EXERCISE DESCRIPTION
Which lines should be repeated? Exactly the one containing "the white church" and every line after it through the end of the entries below.

****************

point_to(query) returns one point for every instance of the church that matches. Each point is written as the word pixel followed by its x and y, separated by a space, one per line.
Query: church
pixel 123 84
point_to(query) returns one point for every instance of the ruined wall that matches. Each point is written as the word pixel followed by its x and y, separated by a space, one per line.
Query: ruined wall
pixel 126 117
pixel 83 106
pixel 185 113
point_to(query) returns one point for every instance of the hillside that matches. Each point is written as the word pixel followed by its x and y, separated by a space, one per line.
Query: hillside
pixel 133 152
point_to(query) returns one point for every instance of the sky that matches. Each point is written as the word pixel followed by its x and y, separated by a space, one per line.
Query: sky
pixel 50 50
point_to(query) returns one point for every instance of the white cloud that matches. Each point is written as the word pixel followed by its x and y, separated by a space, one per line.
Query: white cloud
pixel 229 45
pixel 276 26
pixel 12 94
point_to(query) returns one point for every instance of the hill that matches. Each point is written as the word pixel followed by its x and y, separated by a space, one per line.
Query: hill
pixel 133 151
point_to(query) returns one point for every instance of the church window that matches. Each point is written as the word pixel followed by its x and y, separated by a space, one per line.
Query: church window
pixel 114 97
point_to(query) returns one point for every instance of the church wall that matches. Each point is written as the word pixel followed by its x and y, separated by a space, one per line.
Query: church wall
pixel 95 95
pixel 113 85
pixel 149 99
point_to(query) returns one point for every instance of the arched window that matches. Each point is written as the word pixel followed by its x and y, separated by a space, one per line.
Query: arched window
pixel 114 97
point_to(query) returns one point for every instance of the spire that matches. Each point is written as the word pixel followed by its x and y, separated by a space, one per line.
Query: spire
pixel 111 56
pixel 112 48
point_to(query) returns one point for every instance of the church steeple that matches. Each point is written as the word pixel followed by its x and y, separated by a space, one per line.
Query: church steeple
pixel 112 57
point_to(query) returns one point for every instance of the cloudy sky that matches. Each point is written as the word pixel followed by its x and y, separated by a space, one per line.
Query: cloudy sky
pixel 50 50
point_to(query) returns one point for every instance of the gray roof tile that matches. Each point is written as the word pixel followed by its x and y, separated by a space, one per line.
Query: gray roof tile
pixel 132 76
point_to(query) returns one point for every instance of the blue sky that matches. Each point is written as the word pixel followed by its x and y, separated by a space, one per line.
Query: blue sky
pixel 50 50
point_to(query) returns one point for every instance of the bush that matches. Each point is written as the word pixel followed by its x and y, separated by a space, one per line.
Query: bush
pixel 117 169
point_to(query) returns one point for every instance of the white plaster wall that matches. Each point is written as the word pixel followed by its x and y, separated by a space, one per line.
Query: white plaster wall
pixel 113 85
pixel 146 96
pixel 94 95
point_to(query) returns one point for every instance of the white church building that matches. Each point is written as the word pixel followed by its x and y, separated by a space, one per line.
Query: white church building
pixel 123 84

****************

OUTPUT
point_to(query) returns one point for every instance of the white church building that matches. Each point is written as the word pixel followed by its x and y, separated by a space, one per line.
Query: white church building
pixel 123 84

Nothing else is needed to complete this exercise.